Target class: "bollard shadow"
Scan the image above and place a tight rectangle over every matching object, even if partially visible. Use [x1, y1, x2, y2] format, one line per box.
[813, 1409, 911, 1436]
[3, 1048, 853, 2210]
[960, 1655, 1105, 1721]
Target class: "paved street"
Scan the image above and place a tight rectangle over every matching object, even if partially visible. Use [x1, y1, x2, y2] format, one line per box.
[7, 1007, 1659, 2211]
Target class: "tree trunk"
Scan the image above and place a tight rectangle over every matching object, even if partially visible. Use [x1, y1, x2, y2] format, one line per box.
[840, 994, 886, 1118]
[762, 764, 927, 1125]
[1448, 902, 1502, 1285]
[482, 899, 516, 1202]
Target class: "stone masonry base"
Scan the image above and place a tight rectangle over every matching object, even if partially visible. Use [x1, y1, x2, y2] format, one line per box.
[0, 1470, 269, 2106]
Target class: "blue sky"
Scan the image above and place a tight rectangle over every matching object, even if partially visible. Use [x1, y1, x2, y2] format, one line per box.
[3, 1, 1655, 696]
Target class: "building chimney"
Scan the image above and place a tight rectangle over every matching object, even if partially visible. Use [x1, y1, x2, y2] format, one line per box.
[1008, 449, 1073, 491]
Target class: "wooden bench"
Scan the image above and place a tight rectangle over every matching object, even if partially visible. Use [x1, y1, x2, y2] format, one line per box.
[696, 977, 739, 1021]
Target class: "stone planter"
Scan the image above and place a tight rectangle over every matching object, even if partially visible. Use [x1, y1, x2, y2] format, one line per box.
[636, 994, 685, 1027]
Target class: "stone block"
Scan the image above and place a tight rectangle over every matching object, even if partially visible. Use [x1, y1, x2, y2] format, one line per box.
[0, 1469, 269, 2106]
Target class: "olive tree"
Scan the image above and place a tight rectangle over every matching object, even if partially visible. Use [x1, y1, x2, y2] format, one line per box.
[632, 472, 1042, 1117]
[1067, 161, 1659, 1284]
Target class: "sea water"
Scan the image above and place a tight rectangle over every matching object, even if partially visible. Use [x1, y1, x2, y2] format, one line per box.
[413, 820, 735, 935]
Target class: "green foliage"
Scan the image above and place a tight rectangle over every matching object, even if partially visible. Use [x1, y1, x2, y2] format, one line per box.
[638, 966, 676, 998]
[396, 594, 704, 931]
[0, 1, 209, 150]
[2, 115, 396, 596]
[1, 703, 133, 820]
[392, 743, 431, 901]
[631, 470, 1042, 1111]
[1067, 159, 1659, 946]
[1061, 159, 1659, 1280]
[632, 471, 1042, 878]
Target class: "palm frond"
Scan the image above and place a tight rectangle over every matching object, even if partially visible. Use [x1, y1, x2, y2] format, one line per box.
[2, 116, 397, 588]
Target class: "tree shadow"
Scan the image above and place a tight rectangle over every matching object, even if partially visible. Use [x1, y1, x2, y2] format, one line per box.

_REQUIREMENT_
When the string "stone" occurs in a line of the material, that line belongs in the answer.

_ANSWER BOX_
Target class: "stone masonry base"
Target class: "stone planter"
Target class: "stone block"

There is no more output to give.